◆ What to work on
Only the text of the records belongs in the answer; the pictures must be dropped.

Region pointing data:
<<<<

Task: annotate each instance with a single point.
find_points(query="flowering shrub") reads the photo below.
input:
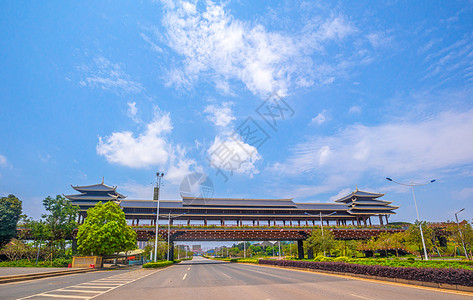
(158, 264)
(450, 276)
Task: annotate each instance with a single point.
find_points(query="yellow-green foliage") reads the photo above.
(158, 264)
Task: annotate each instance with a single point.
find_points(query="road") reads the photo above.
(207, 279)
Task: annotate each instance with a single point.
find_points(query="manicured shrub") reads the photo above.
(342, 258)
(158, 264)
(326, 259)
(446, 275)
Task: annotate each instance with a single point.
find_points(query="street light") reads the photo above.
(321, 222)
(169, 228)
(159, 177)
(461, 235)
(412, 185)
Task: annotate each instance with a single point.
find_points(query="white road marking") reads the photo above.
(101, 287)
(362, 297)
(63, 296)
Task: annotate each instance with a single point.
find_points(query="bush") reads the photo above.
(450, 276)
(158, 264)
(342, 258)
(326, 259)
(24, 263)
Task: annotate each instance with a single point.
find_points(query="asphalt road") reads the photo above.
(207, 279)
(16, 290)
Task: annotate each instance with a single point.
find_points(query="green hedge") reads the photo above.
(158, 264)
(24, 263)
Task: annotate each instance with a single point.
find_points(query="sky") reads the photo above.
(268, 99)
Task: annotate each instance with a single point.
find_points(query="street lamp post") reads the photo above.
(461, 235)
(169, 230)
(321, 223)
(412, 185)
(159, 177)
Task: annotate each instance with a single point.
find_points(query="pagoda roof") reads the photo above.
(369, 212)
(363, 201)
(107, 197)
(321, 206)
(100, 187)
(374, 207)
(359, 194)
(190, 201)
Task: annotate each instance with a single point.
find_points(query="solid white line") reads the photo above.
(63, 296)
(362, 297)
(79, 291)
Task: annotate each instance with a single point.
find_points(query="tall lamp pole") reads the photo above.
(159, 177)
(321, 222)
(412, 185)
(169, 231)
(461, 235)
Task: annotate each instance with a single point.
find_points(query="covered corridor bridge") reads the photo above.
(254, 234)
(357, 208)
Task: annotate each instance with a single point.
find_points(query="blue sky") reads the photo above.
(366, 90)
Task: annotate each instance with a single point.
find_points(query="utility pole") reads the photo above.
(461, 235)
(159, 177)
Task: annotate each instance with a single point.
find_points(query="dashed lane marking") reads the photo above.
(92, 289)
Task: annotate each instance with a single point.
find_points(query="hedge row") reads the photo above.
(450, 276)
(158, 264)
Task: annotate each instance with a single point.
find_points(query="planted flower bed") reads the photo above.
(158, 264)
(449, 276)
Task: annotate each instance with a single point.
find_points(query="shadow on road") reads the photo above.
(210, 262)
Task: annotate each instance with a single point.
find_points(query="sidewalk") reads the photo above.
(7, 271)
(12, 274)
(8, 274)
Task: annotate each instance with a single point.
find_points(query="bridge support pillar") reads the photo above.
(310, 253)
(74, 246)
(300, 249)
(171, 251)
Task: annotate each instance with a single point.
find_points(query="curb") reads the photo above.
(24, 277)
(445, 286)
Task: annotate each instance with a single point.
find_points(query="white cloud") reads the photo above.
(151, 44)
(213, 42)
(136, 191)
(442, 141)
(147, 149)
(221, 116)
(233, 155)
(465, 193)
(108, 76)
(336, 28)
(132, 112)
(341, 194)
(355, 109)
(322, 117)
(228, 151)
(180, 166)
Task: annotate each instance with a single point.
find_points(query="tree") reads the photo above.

>>>>

◆ Answer area
Task: annotate each instance with a single point.
find_points(query="flowering shrub") reads the photo below.
input:
(158, 264)
(450, 276)
Task: annotate each instance with a single point.
find_points(query="yellow-green foliage") reads the photo above.
(158, 264)
Task: annotate each instance with a single point.
find_points(query="road") reads the photo above.
(207, 279)
Task: annotate each instance with a single point.
find_points(query="manicured shrub") reads the photo above.
(342, 258)
(158, 264)
(326, 259)
(446, 275)
Task: annotate each instance with a single point.
find_points(query="street light") reads the photo above.
(321, 222)
(169, 228)
(159, 177)
(461, 235)
(412, 185)
Task: annotate each instance with a single point.
find_points(query="white road marking") reads the photo above.
(101, 287)
(362, 297)
(63, 296)
Task: annotate each instance with a single point.
find_points(query="bush") reads the photo above.
(450, 276)
(158, 264)
(342, 258)
(326, 259)
(24, 263)
Task: annotate each instance with a single point.
find_points(query="asphalt road") reads the photo above.
(207, 279)
(16, 290)
Task: annotate each instance with a single point.
find_points(query="green hedge") reads the photo above.
(158, 264)
(24, 263)
Task: annotate each instance with a single point.
find_points(query="sky") reads the photo above.
(268, 99)
Task: annotate each instance with a single point.
find_points(query="street lamp post") reads the photo above.
(461, 235)
(169, 230)
(321, 223)
(412, 185)
(159, 177)
Task: annotate each instance with a single point.
find_points(query="pagoda roof") reads the photo above.
(369, 212)
(363, 201)
(107, 197)
(321, 206)
(100, 187)
(374, 207)
(359, 194)
(190, 201)
Task: annotate each instance with a single point.
find_points(query="solid white line") reads the photo above.
(63, 296)
(362, 297)
(79, 291)
Task: annotate each instance with a single point.
find_points(query="tall lamp pole") reads the photo above.
(159, 177)
(321, 222)
(412, 185)
(169, 231)
(461, 235)
Task: annotate each instance with a single point.
find_points(query="covered corridor bridge") reads the photo above.
(254, 234)
(357, 208)
Task: annotate each instance with a single point.
find_points(query="blue sky") reads the photo above.
(366, 90)
Task: annotate each instance with a single point.
find_points(query="utility pole") reads the photo above.
(461, 235)
(159, 177)
Task: annotate each instance with a single point.
find_points(query="dashed lane marking") reads the photo above.
(92, 289)
Task: annotate each instance with a single point.
find_points(query="hedge row") reads the photo above.
(450, 276)
(158, 264)
Task: annotate each instance with a single point.
find_points(query="planted flower bed") reads the photo above.
(158, 264)
(449, 276)
Task: annotate each instance with a single point.
find_points(query="shadow on road") reads the photo above.
(210, 262)
Task: annotate each instance with a single point.
find_points(query="sidewalk") reads the photo above.
(7, 271)
(12, 274)
(8, 274)
Task: annotate each instance with a single point.
find_points(query="bridge support pillar") reads the photo above.
(310, 253)
(74, 246)
(300, 249)
(171, 251)
Task: annotate each instance with a single point.
find_points(query="curb") reads the photo above.
(24, 277)
(445, 286)
Task: annotate each instance with a single point.
find_points(query="white cloud") reads the photo above.
(151, 44)
(213, 42)
(136, 191)
(442, 141)
(147, 149)
(221, 116)
(233, 155)
(465, 193)
(108, 76)
(336, 28)
(132, 112)
(341, 194)
(355, 109)
(322, 117)
(228, 151)
(180, 166)
Task: annotate each instance with a single point.
find_points(query="tree") reads the photo above.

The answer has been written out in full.